• **Task**:
Write out, word for word, the lines from the very first one through the line containing "POLYGON ((374 161, 375", including both of those lines.

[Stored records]

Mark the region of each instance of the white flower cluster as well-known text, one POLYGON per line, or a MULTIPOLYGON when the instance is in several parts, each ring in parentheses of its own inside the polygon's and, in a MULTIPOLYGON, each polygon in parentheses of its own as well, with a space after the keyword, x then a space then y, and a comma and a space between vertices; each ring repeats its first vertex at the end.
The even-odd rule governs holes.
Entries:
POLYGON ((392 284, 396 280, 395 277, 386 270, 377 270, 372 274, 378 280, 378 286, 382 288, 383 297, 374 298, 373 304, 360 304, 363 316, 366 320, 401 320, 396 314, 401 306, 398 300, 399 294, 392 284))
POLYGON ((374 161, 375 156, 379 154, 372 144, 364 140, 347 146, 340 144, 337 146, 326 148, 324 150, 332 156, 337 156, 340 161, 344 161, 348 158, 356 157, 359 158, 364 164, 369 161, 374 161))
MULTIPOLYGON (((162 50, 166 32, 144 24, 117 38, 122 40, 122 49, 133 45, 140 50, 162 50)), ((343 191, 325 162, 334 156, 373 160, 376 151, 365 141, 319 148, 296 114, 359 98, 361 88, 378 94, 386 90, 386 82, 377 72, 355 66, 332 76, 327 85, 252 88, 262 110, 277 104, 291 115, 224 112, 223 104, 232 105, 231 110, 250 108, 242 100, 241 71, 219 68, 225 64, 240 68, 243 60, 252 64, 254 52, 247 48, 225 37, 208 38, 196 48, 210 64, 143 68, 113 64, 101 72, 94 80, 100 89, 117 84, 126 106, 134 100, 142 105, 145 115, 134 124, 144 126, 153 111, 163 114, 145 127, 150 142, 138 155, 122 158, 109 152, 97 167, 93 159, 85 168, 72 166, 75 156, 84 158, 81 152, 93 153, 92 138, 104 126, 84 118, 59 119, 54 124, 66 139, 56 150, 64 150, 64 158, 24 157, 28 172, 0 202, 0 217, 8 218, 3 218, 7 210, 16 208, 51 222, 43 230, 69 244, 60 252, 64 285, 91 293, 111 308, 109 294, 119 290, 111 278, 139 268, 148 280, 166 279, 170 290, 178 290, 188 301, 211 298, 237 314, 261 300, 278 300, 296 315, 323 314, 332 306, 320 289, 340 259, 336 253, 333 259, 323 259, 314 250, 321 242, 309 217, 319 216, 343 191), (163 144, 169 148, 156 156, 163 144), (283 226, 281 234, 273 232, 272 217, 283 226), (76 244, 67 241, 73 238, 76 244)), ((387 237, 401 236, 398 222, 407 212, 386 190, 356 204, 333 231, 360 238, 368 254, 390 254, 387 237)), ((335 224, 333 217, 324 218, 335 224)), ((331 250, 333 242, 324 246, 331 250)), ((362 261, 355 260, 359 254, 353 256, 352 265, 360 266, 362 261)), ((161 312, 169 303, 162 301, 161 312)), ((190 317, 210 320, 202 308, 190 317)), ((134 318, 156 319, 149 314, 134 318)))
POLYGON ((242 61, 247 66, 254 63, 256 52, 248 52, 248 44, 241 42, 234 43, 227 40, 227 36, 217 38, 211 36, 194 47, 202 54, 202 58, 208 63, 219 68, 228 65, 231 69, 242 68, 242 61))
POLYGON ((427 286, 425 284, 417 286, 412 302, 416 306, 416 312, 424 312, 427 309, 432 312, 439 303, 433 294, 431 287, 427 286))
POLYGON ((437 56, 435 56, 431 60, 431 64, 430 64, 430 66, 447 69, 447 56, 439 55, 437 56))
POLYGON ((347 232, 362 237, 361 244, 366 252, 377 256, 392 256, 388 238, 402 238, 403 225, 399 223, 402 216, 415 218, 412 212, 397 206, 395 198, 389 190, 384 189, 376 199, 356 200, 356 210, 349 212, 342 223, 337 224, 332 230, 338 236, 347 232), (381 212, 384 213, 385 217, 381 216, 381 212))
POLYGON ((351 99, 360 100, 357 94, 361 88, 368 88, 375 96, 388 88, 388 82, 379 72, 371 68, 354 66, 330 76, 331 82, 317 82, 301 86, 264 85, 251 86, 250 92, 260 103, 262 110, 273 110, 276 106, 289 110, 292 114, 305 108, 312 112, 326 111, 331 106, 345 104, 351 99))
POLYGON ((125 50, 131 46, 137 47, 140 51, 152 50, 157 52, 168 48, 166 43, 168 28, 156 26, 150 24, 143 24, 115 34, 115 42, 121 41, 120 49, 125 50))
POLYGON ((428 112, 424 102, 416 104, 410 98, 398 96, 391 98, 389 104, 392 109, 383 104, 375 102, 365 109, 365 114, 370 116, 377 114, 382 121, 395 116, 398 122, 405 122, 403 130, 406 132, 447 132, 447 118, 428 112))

• **Exercise response**:
Mark the region of each instance of the white flower cluster as well-known text, one POLYGON per line, or a MULTIPOLYGON when the instance is in several parts, each ring in parentheses of its own inside the polygon's and, in a MULTIPOLYGON, each polygon in parentheses of its own as well, with a space after the keyword, x then a space then y, and a comma and a space between vertices; each ring repeats its first vertex at the end.
The even-odd rule governs holes.
Entries:
POLYGON ((392 284, 396 280, 395 277, 386 270, 377 270, 372 274, 378 280, 378 286, 382 288, 383 297, 374 298, 373 304, 360 304, 363 316, 366 320, 401 320, 396 314, 401 306, 398 300, 399 294, 392 284))
POLYGON ((374 161, 375 156, 379 154, 372 144, 364 140, 347 146, 340 144, 337 146, 326 148, 324 150, 332 156, 337 156, 340 161, 344 161, 348 158, 356 157, 359 158, 364 164, 369 161, 374 161))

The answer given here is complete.